### Data provided:
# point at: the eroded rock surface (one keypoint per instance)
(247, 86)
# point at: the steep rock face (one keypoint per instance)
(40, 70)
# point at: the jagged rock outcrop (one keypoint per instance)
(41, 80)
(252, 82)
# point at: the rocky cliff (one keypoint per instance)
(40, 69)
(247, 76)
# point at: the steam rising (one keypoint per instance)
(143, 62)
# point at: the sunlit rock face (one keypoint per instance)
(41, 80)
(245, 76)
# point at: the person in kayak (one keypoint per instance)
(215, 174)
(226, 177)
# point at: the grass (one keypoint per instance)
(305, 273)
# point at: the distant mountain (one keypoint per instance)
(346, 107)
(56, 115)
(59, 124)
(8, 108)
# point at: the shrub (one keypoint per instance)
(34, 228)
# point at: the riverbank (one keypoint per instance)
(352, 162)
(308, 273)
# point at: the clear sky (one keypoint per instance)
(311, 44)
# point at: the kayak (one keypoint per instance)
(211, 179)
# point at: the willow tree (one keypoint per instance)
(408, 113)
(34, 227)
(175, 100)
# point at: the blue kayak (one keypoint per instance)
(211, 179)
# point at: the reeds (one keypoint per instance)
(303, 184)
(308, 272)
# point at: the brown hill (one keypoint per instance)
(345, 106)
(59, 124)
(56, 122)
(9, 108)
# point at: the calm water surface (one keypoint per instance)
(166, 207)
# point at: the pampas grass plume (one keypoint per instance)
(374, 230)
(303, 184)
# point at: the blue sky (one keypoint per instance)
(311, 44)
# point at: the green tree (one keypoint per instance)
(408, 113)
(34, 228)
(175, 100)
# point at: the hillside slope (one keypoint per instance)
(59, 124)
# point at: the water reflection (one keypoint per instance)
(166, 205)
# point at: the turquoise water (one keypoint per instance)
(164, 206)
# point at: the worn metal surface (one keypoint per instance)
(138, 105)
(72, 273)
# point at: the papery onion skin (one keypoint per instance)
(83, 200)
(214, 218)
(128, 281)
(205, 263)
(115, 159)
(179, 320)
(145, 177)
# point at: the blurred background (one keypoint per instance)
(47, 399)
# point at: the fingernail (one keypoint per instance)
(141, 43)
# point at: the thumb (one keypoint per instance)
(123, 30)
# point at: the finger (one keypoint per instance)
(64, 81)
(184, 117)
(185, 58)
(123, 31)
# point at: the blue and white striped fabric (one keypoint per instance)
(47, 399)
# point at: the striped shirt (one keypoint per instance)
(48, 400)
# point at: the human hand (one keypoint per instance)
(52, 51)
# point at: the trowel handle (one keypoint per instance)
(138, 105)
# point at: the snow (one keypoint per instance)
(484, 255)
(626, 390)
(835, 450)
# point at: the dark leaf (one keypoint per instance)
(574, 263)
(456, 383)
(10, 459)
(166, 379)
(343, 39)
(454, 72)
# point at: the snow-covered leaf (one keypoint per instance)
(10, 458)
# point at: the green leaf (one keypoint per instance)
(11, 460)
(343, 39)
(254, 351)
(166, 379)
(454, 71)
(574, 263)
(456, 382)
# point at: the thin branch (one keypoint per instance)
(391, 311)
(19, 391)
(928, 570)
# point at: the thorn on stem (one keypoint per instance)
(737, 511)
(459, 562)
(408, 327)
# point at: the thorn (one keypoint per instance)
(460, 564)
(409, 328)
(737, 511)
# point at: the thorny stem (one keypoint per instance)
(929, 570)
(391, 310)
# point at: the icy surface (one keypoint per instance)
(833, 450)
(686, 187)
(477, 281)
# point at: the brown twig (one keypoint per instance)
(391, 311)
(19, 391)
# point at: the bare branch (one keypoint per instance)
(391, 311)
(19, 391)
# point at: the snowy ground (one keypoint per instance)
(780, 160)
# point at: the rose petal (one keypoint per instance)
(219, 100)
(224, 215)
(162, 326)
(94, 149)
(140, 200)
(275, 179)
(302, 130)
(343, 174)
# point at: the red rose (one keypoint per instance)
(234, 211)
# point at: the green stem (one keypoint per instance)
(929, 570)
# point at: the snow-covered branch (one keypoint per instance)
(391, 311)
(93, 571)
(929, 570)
==
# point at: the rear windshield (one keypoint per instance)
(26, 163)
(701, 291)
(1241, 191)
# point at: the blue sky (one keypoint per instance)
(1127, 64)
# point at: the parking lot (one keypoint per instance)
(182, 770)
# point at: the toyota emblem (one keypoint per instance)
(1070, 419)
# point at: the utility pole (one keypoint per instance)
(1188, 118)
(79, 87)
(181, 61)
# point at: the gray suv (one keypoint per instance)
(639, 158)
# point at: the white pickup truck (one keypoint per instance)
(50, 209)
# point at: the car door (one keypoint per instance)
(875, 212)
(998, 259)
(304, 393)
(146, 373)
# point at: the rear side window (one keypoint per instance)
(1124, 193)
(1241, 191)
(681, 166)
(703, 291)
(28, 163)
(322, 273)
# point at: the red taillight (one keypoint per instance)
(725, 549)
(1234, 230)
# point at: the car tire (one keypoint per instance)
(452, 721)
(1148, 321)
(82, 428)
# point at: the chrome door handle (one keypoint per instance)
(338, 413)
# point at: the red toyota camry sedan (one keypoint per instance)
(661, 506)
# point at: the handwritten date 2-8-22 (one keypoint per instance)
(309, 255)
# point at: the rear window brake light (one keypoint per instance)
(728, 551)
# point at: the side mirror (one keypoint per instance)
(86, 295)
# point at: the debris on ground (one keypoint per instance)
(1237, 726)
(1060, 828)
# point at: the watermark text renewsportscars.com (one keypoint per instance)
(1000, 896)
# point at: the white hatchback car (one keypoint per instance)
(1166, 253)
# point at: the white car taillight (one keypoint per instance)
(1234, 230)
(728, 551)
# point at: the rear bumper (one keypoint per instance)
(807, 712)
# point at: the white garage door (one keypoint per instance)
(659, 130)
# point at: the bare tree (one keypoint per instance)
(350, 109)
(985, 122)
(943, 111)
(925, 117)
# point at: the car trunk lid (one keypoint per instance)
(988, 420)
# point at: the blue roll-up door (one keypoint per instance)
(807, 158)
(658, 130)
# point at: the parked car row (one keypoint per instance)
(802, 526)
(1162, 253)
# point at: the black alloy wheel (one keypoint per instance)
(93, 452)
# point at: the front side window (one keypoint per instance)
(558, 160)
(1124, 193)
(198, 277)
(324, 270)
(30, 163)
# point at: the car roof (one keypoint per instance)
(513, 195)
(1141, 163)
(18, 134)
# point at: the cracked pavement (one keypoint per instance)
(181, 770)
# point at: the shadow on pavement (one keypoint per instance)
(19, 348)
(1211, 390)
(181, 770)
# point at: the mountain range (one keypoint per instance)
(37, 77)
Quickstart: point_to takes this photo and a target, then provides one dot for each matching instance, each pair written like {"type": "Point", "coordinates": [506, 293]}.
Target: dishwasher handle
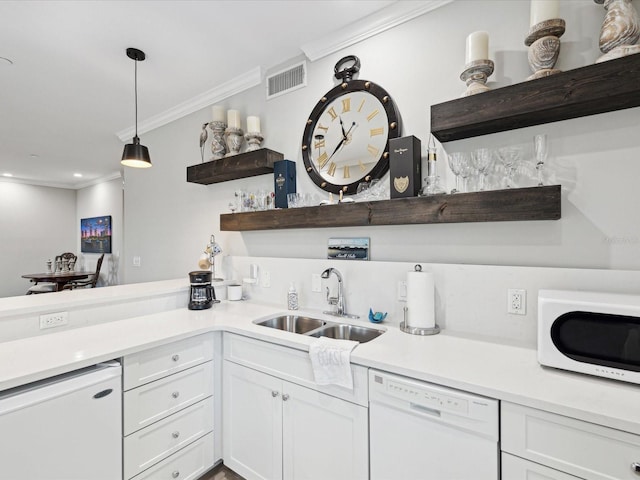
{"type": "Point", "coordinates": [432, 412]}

### Work to do:
Count the rows that contain the word "leaf" and give only the number.

### Worked answer:
3